Set down, word for word, the section of the OPE driver patch discussion below that starts with the words "Re: [RFC PATCH" and ends with "not limited to.".

READING PASSAGE:
+===+

Re: [RFC PATCH 2/3] media: qcom: camss: Add CAMSS Offline Processing Engine driver
From: Loic Poulain
Date: Mon Mar 23 2026 - 11:53:07 EST
Hi Bryan,
On Mon, Mar 23, 2026 at 2:43 PM Bryan O'Donoghue <bod@xxxxxxxxxx> wrote:
>
> On 23/03/2026 12:58, Loic Poulain wrote:
> > Provide a initial implementation for the Qualcomm Offline Processing
> > Engine (OPE). OPE is a memory-to-memory hardware block designed for
> > image processing on a source frame. Typically, the input frame
> > originates from the SoC CSI capture path, though not limited to.
> >
> > The hardware architecture consists of Fetch Engines and Write Engines,
> > connected through intermediate pipeline modules:
> > [FETCH ENGINES] => [Pipeline Modules] => [WRITE ENGINES]
> >
> > Current Configuration:
> > Fetch Engine: One fetch engine is used for Bayer frame input.
> > Write Engines: Two display write engines for Y and UV planes output.
> >
> > Enabled Pipeline Modules:
> > CLC_WB: White balance (channel gain configuration)
> > CLC_DEMO: Demosaic (Bayer to RGB conversion)
> > CLC_CHROMA_ENHAN: RGB to YUV conversion
> > CLC_DOWNSCALE*: Downscaling for UV and Y planes
> >
> > Default configuration values are based on public standards such as BT.601.

+===+

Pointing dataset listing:

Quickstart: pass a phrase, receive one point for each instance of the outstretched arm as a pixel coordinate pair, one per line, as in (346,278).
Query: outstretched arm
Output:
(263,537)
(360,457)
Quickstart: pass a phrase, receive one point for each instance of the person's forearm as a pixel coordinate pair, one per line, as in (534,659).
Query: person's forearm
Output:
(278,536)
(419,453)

+===+

SOLVED PROBLEM:
Re: [RFC PATCH 2/3] media: qcom: camss: Add CAMSS Offline Processing Engine driver
From: Loic Poulain
Date: Mon Mar 23 2026 - 11:53:07 EST
Hi Bryan,
On Mon, Mar 23, 2026 at 2:43 PM Bryan O'Donoghue <bod@xxxxxxxxxx> wrote:
>
> On 23/03/2026 12:58, Loic Poulain wrote:
> > Provide a initial implementation for the Qualcomm Offline Processing
> > Engine (OPE). OPE is a memory-to-memory hardware block designed for
> > image processing on a source frame. Typically, the input frame
> > originates from the SoC CSI capture path, though not limited to.